Problem to work on:
Below is a set of records. Repeat all of them exactly.

Information shown:

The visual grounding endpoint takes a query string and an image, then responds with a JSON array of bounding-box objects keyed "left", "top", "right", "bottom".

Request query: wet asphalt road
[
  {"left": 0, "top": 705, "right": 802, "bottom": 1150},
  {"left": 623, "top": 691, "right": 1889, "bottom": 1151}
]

Answer to this task:
The visual grounding endpoint takes a query string and an image, then responds with a JSON array of bounding-box objects keyed "left", "top", "right", "bottom".

Request query: wet asphalt road
[
  {"left": 0, "top": 705, "right": 802, "bottom": 1150},
  {"left": 623, "top": 691, "right": 1889, "bottom": 1151}
]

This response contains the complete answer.